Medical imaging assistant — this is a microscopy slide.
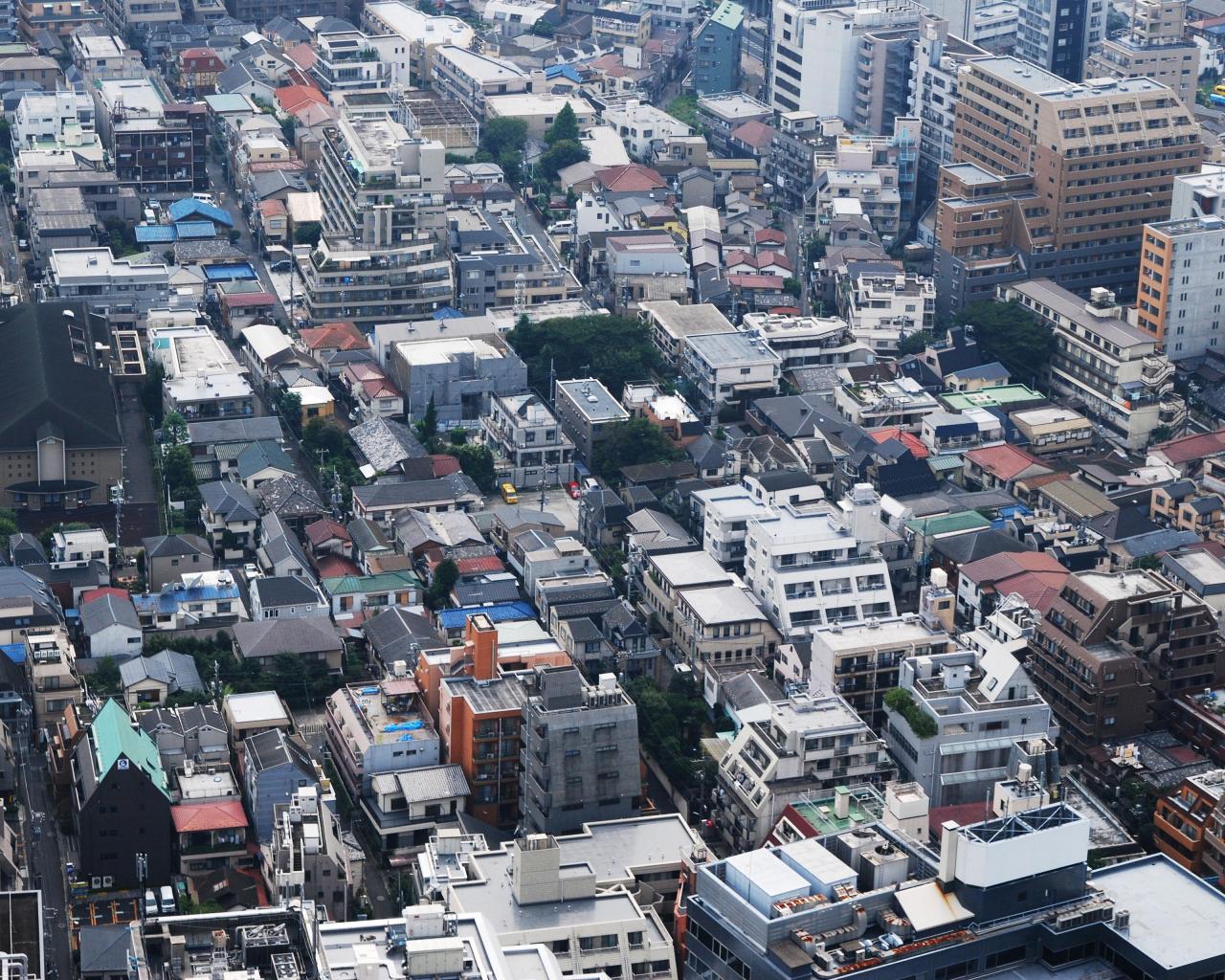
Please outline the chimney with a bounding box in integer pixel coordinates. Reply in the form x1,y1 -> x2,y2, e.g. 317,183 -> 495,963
464,612 -> 498,681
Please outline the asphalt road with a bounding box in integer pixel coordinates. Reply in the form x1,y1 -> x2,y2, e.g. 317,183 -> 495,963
18,724 -> 76,980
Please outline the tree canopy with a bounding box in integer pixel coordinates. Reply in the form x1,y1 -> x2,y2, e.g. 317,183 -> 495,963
591,417 -> 685,476
957,301 -> 1055,382
507,314 -> 661,397
544,101 -> 578,145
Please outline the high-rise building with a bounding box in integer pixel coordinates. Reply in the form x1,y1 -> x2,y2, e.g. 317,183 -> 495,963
935,56 -> 1204,312
693,0 -> 745,96
1136,214 -> 1225,360
1084,0 -> 1199,108
301,118 -> 455,325
1015,0 -> 1106,82
769,0 -> 924,122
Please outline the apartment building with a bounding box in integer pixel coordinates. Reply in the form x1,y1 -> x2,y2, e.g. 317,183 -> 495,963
432,44 -> 532,120
769,0 -> 924,122
1028,569 -> 1222,757
933,56 -> 1204,312
712,695 -> 894,852
263,787 -> 362,923
1084,0 -> 1199,109
836,262 -> 936,356
906,15 -> 988,201
298,118 -> 455,328
438,612 -> 526,831
803,568 -> 955,730
745,504 -> 897,639
693,0 -> 745,96
554,377 -> 630,467
481,393 -> 574,489
882,604 -> 1055,808
447,206 -> 582,316
681,333 -> 782,415
520,666 -> 642,835
1015,0 -> 1106,82
1136,214 -> 1225,362
1001,279 -> 1187,450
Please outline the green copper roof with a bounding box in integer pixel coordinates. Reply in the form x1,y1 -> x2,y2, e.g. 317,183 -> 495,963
710,0 -> 745,31
93,699 -> 170,799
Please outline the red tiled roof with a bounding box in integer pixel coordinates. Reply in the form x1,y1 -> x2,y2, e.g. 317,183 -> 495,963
962,551 -> 1068,583
1150,429 -> 1225,463
964,443 -> 1042,480
305,517 -> 353,544
731,119 -> 774,149
301,320 -> 370,350
867,425 -> 928,459
595,163 -> 668,192
170,800 -> 246,835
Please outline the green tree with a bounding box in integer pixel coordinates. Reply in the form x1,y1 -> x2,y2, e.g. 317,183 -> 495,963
162,410 -> 189,446
447,442 -> 496,494
957,301 -> 1055,382
424,559 -> 459,609
898,329 -> 936,358
88,657 -> 120,695
507,314 -> 662,395
537,140 -> 591,180
593,417 -> 683,476
416,394 -> 438,451
480,117 -> 528,161
294,222 -> 323,245
544,101 -> 578,145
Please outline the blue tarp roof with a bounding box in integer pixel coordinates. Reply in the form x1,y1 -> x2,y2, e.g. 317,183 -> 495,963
438,603 -> 535,630
167,197 -> 234,228
205,262 -> 259,283
136,224 -> 179,245
174,222 -> 217,241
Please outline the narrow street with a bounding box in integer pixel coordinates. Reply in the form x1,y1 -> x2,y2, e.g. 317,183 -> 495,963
17,734 -> 75,980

******************************

#### Aim of the exercise
Update all of the records above by replacing "bounding box" with "rectangle" and leaving everything else unchanged. Omit the pictures from your answer.

#### Complete response
Medical imaging assistant — this is a microscopy slide.
Please outline the chimney with a rectangle in integer pixel coordinates. Reply in the form x1,y1 -> x2,y2, e.g. 317,183 -> 495,963
464,612 -> 498,681
Please outline the asphalt road with a rectangle in integer pixel coordinates. Reply in the form x1,y1 -> x2,y2, e.g. 317,183 -> 495,963
18,724 -> 76,980
Please outline the tree canopy with a rectangle in integer pixel coordinates. Reply in the form x1,y1 -> x2,y2, e.g. 317,183 -> 495,963
591,417 -> 685,476
957,301 -> 1055,382
507,314 -> 661,397
544,101 -> 578,145
Please outline the high-rise building with a rectangle in integer pixel coordinates. Reply in the form x1,y1 -> x2,y2, e.g. 317,183 -> 495,963
935,56 -> 1204,312
693,0 -> 745,96
1136,214 -> 1225,360
1084,0 -> 1199,108
301,118 -> 455,325
1015,0 -> 1106,82
769,0 -> 924,122
Please outline the apartment building with a rectangle in integer pixel coordinates. Reply in the form x1,y1 -> x2,y2, e.g. 317,183 -> 495,963
432,44 -> 532,120
769,0 -> 924,122
1028,569 -> 1222,757
933,56 -> 1204,312
712,695 -> 894,852
263,787 -> 362,923
1084,0 -> 1199,109
836,262 -> 936,356
906,15 -> 988,201
298,118 -> 455,328
438,612 -> 526,831
803,568 -> 955,730
745,504 -> 897,639
693,0 -> 745,96
554,377 -> 630,467
481,393 -> 574,489
882,604 -> 1055,808
447,206 -> 582,316
681,333 -> 782,415
520,666 -> 642,835
1015,0 -> 1106,82
1136,214 -> 1225,362
1001,279 -> 1187,450
Please outline the green copper roof with a rectangle in integer pixel coordinates. Reply in the form x1,y1 -> x2,y2, e.g. 317,183 -> 495,963
710,0 -> 745,31
93,699 -> 170,799
Please outline the red tiled roof with a rectangle in integer pixel coordinates. Reply in the form x1,y1 -> x2,y2, e.g. 317,183 -> 495,963
962,551 -> 1068,583
1150,429 -> 1225,463
964,443 -> 1042,480
305,517 -> 353,544
731,119 -> 774,149
301,320 -> 370,350
867,425 -> 928,459
595,163 -> 668,192
170,800 -> 246,835
Please outline the green tree with a rectangle in integer pixel coordinates. Reply in the form x1,y1 -> x2,y2, e.g. 317,183 -> 495,963
162,410 -> 189,446
447,442 -> 496,494
957,301 -> 1055,382
424,559 -> 459,609
898,329 -> 936,358
88,657 -> 120,695
507,314 -> 662,395
537,140 -> 591,180
593,417 -> 683,476
416,394 -> 438,451
480,117 -> 528,161
294,222 -> 323,245
544,101 -> 578,145
Please outline the blue tarp roof with a rectangle in integer pixel coordinates. Reply in the form x1,y1 -> x2,y2, e.g. 317,183 -> 495,963
438,603 -> 535,630
167,197 -> 234,228
205,262 -> 259,283
136,224 -> 179,245
174,222 -> 217,241
Please outline the narrow street with a rectangle in integer pixel coordinates. Reply in the form x1,y1 -> x2,y2, e.g. 317,183 -> 495,963
17,734 -> 75,980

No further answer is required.